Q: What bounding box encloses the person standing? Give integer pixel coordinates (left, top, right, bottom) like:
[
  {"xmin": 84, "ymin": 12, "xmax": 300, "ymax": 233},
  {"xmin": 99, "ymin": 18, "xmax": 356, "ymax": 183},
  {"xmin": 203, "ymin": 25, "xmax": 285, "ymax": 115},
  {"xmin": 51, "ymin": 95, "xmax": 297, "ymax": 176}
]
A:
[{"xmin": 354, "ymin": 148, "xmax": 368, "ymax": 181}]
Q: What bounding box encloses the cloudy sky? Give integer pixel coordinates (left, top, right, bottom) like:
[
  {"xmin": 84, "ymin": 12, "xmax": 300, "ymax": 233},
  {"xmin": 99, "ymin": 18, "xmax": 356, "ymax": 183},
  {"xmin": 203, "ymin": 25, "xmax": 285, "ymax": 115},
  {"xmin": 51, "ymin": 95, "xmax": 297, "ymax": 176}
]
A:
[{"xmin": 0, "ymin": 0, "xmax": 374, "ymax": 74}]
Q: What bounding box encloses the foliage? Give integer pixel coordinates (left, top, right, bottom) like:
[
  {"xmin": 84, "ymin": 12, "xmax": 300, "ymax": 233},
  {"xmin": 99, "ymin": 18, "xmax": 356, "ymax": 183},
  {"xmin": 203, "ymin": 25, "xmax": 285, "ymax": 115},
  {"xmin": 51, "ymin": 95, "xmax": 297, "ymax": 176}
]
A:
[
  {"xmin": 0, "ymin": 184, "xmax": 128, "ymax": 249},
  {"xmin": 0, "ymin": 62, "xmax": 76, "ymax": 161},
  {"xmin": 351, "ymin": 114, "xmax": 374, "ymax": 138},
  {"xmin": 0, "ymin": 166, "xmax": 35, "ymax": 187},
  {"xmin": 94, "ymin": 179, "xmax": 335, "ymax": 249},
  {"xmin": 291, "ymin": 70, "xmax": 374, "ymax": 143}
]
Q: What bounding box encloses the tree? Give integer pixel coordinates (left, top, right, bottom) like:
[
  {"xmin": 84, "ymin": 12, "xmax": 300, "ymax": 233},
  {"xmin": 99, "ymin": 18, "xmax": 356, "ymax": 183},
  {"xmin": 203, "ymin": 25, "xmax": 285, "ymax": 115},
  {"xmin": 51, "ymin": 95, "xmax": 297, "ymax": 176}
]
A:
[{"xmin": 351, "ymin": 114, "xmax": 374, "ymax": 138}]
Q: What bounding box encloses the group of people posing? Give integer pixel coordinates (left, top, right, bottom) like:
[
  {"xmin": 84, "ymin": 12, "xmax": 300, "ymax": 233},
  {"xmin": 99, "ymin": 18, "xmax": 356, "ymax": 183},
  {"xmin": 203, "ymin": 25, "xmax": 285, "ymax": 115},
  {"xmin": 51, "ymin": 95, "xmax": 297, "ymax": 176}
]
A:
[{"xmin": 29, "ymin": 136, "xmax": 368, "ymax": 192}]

————

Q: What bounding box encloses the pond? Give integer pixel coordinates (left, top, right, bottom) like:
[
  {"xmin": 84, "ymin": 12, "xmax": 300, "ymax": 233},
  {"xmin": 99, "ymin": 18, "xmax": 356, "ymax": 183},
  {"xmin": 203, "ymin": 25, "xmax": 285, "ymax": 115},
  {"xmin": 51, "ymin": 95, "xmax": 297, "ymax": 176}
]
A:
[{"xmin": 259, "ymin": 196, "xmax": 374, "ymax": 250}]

————

Consigne
Comptez les lignes des enregistrements ci-dessus qui contiennent le mot « right », en tenant compte de la casse. Donnez seulement ce nombre.

Corrigé
6